Instruction: Copy out every line of the records below, requests included, and shift each coordinate in the answers up by 23. Leave the numbers in the requests and in their format samples unchanged.

───── Raw data ─────

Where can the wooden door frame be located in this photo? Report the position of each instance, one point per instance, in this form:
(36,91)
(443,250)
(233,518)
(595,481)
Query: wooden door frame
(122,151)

─────

Output of the exercise:
Where can the wooden door frame be located in this photo? Report the position of each instance, one point per instance, in this form:
(36,91)
(443,250)
(233,518)
(595,481)
Query: wooden door frame
(145,174)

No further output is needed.